[Stored data entries]
+++

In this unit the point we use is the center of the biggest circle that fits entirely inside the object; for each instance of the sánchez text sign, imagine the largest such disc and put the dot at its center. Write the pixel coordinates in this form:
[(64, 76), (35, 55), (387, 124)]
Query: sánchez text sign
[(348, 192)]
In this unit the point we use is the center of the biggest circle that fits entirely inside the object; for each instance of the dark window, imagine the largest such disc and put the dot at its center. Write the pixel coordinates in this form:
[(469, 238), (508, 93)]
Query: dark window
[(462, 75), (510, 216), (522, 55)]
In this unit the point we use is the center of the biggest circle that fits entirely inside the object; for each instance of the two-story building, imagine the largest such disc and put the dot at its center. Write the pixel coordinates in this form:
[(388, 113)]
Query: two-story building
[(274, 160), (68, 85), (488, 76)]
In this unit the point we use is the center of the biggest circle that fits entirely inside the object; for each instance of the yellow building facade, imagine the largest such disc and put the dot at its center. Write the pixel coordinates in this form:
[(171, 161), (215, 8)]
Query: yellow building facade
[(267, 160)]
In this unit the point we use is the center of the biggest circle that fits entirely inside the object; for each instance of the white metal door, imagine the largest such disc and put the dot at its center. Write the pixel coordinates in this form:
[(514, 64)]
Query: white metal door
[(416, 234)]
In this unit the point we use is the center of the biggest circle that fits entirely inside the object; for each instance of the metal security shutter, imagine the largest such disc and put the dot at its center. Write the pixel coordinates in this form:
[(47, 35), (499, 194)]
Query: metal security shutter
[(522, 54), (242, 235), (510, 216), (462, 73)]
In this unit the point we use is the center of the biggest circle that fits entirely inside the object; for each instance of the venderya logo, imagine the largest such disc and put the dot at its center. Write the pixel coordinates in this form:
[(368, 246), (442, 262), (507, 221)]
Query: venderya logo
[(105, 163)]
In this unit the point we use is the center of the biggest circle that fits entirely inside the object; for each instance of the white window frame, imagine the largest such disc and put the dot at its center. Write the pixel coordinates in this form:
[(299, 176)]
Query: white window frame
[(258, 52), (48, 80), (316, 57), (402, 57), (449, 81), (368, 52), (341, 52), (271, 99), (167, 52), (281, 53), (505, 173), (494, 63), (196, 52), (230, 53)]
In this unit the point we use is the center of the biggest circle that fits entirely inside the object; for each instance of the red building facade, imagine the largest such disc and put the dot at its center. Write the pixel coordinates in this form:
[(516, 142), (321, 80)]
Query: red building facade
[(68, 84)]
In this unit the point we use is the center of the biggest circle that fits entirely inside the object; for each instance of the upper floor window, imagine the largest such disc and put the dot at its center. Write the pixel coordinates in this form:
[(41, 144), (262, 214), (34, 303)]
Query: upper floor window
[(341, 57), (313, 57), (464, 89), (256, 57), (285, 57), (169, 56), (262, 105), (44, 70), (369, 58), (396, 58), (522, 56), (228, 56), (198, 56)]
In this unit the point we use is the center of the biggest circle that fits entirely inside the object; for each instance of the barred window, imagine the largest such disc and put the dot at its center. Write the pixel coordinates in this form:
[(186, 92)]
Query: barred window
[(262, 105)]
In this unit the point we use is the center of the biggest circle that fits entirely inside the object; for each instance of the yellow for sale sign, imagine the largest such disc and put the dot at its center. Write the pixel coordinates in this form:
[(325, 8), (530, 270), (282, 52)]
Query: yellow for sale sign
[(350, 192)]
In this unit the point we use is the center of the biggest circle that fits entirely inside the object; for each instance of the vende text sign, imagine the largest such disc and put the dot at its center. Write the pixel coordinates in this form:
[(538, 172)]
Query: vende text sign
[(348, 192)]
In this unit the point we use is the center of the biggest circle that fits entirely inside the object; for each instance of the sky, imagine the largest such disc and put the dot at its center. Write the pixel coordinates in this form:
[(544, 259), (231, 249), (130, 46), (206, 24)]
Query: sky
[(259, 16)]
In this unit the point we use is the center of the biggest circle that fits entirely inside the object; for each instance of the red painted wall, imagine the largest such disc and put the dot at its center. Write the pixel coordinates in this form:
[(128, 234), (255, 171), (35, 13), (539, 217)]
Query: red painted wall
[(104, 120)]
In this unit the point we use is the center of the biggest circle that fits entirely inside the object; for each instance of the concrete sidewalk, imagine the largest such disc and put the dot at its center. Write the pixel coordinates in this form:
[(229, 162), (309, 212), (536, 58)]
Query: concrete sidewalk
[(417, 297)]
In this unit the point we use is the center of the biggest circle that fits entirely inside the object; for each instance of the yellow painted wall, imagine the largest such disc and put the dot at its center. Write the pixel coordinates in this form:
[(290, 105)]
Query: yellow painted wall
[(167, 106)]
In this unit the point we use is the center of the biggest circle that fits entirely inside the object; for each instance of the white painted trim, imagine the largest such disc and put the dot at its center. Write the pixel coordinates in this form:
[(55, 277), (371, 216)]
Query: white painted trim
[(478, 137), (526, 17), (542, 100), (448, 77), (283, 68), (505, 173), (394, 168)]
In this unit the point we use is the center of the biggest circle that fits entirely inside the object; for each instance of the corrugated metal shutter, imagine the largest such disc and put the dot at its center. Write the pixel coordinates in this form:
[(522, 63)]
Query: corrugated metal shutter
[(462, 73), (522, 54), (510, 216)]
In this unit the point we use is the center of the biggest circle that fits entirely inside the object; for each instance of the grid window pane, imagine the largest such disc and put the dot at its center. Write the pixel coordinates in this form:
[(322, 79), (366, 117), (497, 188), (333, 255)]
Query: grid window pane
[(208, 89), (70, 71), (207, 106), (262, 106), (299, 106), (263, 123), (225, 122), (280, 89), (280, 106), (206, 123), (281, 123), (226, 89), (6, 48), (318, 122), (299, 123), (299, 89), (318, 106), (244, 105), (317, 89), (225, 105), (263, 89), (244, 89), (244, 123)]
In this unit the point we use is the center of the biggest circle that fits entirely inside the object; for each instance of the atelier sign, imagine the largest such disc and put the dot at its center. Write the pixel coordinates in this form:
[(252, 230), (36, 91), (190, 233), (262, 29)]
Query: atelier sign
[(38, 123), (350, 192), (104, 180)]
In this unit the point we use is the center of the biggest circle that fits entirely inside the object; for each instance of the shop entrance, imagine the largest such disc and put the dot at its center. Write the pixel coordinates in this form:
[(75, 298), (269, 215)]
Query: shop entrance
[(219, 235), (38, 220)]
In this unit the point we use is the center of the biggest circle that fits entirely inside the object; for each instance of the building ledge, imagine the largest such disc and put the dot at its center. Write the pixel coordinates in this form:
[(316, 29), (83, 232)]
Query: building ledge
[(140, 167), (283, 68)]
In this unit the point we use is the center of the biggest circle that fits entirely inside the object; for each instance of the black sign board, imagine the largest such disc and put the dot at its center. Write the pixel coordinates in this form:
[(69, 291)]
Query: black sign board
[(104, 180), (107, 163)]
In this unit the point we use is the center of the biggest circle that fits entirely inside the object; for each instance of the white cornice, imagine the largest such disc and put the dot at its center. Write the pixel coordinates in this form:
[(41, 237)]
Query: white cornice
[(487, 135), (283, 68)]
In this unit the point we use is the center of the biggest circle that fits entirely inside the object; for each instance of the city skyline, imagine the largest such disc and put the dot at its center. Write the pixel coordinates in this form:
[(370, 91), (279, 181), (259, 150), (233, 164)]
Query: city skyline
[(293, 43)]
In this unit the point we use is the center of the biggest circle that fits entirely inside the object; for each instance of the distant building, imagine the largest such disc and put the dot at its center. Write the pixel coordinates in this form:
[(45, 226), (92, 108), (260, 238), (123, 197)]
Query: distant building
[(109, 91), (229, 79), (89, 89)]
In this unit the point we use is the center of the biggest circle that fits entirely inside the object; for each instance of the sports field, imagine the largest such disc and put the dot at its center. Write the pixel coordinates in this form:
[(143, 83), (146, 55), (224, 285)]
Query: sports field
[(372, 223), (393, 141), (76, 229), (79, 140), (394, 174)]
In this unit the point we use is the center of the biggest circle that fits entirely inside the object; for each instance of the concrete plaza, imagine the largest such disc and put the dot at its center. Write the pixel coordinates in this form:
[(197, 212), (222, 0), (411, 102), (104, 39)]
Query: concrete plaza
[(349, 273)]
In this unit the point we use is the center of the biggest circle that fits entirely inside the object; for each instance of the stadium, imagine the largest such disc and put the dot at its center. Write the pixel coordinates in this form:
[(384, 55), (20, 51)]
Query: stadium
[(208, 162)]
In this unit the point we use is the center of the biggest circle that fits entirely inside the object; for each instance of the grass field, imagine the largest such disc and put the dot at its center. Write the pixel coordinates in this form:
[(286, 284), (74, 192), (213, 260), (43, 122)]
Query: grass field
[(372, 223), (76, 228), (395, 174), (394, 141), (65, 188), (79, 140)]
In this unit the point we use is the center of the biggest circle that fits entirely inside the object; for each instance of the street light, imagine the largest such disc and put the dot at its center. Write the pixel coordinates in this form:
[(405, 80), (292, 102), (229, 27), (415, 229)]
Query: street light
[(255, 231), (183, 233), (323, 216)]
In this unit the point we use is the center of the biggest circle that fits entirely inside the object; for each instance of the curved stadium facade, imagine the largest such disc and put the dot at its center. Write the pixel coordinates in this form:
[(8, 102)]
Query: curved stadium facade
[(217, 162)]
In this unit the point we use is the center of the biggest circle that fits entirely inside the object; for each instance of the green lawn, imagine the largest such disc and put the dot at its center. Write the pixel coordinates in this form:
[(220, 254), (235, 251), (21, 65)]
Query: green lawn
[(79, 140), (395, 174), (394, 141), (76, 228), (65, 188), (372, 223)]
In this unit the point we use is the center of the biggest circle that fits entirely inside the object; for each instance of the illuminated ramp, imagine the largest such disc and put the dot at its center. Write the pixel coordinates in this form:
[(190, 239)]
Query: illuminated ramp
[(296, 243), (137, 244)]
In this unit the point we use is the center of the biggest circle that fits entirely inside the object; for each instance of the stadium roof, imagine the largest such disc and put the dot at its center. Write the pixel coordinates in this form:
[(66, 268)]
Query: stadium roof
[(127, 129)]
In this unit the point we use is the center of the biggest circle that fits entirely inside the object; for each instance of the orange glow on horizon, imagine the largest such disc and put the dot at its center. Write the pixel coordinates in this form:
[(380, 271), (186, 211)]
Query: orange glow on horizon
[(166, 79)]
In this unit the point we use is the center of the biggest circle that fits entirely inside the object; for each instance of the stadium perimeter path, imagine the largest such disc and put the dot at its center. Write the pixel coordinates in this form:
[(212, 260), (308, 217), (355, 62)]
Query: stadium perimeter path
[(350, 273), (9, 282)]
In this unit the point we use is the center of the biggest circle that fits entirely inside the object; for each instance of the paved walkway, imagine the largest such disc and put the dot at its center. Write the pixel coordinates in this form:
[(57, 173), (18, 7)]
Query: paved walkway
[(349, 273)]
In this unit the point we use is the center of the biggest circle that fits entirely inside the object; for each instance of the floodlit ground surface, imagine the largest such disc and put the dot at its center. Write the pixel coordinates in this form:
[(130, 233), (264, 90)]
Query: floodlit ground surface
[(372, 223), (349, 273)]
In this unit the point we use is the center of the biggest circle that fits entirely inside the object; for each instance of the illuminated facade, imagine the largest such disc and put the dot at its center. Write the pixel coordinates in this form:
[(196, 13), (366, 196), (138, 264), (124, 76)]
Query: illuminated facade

+++

WHAT YOU ARE ASKED TO DO: Above are the entries. Quote exactly the lines from the one bearing "illuminated facade, imagine" through the one bearing "[(196, 13), (366, 196), (138, 264), (124, 76)]".

WRITTEN SOLUTION:
In this unit the point we use is the center of the biggest circle that fits entirely inside the object; for each instance of the illuminated facade, imagine the largest such disc and put the dot at its center. Write the pixel coordinates in this form:
[(196, 13), (366, 196), (138, 264), (124, 76)]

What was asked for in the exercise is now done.